### GIVEN REQUEST
Please give the data below again in full, exactly as it stands.

· · · ·

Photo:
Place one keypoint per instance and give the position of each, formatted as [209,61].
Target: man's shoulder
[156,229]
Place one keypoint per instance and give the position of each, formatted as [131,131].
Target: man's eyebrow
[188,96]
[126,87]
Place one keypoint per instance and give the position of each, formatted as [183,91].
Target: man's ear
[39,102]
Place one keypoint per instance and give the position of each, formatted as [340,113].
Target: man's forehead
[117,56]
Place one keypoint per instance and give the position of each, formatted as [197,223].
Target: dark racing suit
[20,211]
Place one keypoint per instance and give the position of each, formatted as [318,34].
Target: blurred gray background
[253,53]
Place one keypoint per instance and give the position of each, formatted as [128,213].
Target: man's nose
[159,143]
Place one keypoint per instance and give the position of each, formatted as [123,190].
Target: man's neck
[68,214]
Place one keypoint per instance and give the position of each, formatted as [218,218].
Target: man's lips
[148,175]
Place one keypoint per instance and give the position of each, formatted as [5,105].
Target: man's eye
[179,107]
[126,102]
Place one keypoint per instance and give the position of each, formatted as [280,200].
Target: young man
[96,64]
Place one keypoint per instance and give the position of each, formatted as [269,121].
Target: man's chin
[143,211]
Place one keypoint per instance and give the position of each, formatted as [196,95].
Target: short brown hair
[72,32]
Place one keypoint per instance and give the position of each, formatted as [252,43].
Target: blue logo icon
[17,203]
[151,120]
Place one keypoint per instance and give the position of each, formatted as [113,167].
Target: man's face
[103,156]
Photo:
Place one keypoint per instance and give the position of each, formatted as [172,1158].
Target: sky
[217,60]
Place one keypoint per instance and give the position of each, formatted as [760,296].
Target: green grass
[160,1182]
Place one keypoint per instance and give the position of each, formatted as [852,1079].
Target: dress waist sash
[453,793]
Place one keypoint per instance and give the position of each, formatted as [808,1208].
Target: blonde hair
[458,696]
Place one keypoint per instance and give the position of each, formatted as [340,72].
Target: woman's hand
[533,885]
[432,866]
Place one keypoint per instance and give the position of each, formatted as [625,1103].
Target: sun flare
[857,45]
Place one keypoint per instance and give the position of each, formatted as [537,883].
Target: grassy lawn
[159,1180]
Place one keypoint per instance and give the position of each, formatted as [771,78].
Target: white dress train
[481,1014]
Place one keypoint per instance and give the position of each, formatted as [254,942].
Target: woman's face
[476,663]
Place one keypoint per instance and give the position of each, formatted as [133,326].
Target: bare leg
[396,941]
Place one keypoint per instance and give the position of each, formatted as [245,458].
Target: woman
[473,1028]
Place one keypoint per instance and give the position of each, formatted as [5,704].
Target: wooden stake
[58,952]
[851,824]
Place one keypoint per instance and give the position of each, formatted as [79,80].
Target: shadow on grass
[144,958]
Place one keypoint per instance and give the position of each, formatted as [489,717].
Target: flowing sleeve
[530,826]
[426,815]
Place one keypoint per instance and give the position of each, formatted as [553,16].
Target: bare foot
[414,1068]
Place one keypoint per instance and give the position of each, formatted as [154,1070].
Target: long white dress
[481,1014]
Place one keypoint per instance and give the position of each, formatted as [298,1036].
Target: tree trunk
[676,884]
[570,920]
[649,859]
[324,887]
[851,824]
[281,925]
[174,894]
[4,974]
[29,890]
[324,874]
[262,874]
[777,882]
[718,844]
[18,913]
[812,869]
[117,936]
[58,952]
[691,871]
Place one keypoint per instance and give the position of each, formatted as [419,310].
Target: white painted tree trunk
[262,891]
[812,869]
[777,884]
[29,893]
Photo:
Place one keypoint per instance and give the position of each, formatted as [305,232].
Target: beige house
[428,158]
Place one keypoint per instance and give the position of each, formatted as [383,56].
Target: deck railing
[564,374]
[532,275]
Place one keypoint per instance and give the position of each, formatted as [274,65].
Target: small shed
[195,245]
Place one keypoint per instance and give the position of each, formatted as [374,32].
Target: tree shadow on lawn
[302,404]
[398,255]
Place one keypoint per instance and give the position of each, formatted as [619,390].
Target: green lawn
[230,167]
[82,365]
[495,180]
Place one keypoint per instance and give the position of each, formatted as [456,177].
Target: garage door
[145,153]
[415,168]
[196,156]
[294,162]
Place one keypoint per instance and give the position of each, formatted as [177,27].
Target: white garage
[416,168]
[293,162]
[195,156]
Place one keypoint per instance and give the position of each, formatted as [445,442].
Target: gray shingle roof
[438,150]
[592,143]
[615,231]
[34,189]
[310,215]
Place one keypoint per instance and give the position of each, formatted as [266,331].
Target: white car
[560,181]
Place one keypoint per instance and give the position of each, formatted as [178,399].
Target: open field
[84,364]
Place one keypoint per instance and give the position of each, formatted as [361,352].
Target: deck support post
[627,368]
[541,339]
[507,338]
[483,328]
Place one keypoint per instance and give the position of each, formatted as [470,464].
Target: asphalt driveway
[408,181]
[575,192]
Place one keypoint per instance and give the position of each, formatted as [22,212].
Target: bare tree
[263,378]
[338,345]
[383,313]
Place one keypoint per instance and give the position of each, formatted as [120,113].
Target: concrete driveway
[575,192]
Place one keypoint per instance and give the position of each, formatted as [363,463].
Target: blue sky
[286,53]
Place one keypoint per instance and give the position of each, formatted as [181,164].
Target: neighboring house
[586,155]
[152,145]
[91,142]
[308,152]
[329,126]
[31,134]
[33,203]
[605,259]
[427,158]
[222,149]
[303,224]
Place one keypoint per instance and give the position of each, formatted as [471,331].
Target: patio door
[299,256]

· · · ·

### WRITTEN SOLUTION
Photo:
Place one keypoint per instance and give the position of each, formatted as [209,61].
Target: man's shoulder
[156,229]
Place one keypoint per instance and give the position of each, formatted as [131,131].
Target: man's eyebrow
[188,96]
[126,87]
Place one keypoint per instance and give the position of each, formatted as [183,91].
Target: man's ear
[39,102]
Place one keypoint per instance and give the position of each, formatted as [340,113].
Target: man's forehead
[117,56]
Place one keypoint per instance and give the position of each, formatted as [197,223].
Target: dark racing suit
[20,211]
Place one keypoint per instance and give the position of each, formatted as [318,34].
Target: blurred gray background
[253,53]
Place one keypoint per instance and give the position of each, formatted as [128,213].
Target: man's nose
[159,143]
Place one keypoint per instance and give the position of each, formatted as [123,190].
Target: man's neck
[68,214]
Place one keypoint per instance and give the position of each, formatted as [218,218].
Target: man's lips
[148,175]
Place one keypoint per instance and give the position of each, formatted as [5,105].
Target: man's eye
[179,107]
[126,102]
Place one keypoint per instance and give the position of each, formatted as [280,200].
Target: young man
[96,64]
Place one keypoint per instance and give the position of each, formatted as [269,121].
Target: man's chin
[143,211]
Place one keypoint per instance and give the position of each, formatted as [196,95].
Target: short brown hair
[72,32]
Place one keypoint per instance and give the position of each, formatted as [252,43].
Target: blue logo icon
[17,203]
[151,120]
Place one keypoint per instance and give the position of each, formatted as [113,167].
Target: man's face
[103,156]
Photo:
Place one keypoint per instance and give the position of each, formatted as [172,1158].
Target: sky
[217,60]
Place one keypoint per instance and give the position of each, formatted as [760,296].
Target: green grass
[160,1182]
Place one keypoint per instance and give the position of each, formatted as [852,1079].
Target: dress waist sash
[453,793]
Place one keypoint per instance and give the position of each, formatted as [808,1208].
Target: blonde hair
[458,696]
Place one keypoint per instance and give the position of each, formatted as [340,72].
Target: woman's hand
[533,885]
[432,866]
Place one keypoint per instance and give the position of each, formatted as [625,1103].
Target: sun flare
[857,45]
Place one keypoint per instance and give the position of each, formatted as [537,883].
Target: grassy lawn
[159,1180]
Place one keypoint per instance and give the position of each, formatted as [771,78].
Target: white dress train
[481,1014]
Place one keypoint per instance and give the position of each, formatted as [254,942].
Target: woman's face
[476,663]
Place one keypoint per instance and give the position of each, formatted as [133,326].
Target: bare leg
[396,941]
Place one keypoint per instance and give the position of each, formatted as [245,458].
Target: woman
[473,1028]
Place one keypoint per instance and give the position of each, formatted as [5,704].
Target: wooden stake
[58,952]
[851,824]
Place one keypoint per instance and give the position of each, formatted as [79,80].
Target: shadow on grass
[144,958]
Place one keypoint per instance and give the position of each, formatted as [489,717].
Target: flowing sleeve
[530,826]
[426,815]
Place one keypoint per instance and give the position of each, formatted as [553,16].
Target: bare foot
[414,1068]
Place one keypoint per instance and give the position of each, formatted as [154,1070].
Target: long white dress
[481,1014]
Place one keypoint per instance and give the position of each, formatted as [298,1036].
Target: tree trunk
[676,884]
[570,920]
[649,859]
[324,887]
[851,824]
[281,925]
[174,894]
[4,974]
[29,890]
[324,874]
[262,874]
[777,882]
[718,844]
[18,913]
[812,869]
[117,936]
[58,952]
[691,871]
Place one keypoint per instance and give the position of each, formatted as [419,310].
Target: white painted tree trunk
[262,891]
[812,869]
[777,884]
[29,893]
Photo:
Place one keypoint per instance and give the position of each, formatted as [305,232].
Target: beige house
[428,158]
Place one keypoint per instance and give the position of each, formatted as [383,56].
Target: deck railing
[564,374]
[532,275]
Place one keypoint per instance and give the position of each, formatted as [274,65].
Target: small shed
[195,245]
Place one keypoint per instance and give the position of each, formatted as [374,32].
Target: tree shadow on lawn
[302,404]
[398,255]
Place one keypoint per instance and give the position of each, formatted as [619,390].
Target: green lawn
[230,167]
[82,365]
[495,180]
Place one keypoint per instance and give the position of each, formatted as [456,177].
Target: garage door
[145,153]
[415,168]
[196,156]
[294,162]
Place one keypoint per instance and give the position of each, formatted as [177,27].
Target: white garage
[416,168]
[293,162]
[195,156]
Place one keypoint per instance and give the position of each, formatted as [445,442].
Target: gray shingle roof
[438,150]
[592,143]
[615,231]
[34,189]
[310,215]
Place one keypoint per instance and give the position of each, formatted as [266,331].
Target: white car
[560,181]
Place one keypoint per instance and give the position of each, formatted as [178,399].
Target: open field
[84,364]
Place one keypoint per instance and give the position of each, formatted as [361,352].
Target: deck support post
[627,368]
[541,339]
[507,338]
[483,328]
Place one keypoint per instance and give the position of each, formatted as [470,464].
Target: asphalt driveway
[408,181]
[575,192]
Place one keypoint per instance and give the position of each, formatted as [22,212].
Target: bare tree
[263,378]
[338,345]
[383,313]
Place one keypoint per instance and give the position of each, formatted as [120,113].
Target: concrete driveway
[575,192]
Place one keypoint per instance and give the position of each, formatted as [363,463].
Target: blue sky
[286,53]
Place one keypoint per instance and give the position of each, formatted as [181,164].
Target: neighboring house
[586,155]
[152,145]
[91,142]
[308,152]
[329,126]
[31,134]
[33,203]
[605,259]
[427,158]
[222,149]
[303,224]
Place one keypoint per instance and give the position of each, formatted as [471,331].
Target: patio door
[299,256]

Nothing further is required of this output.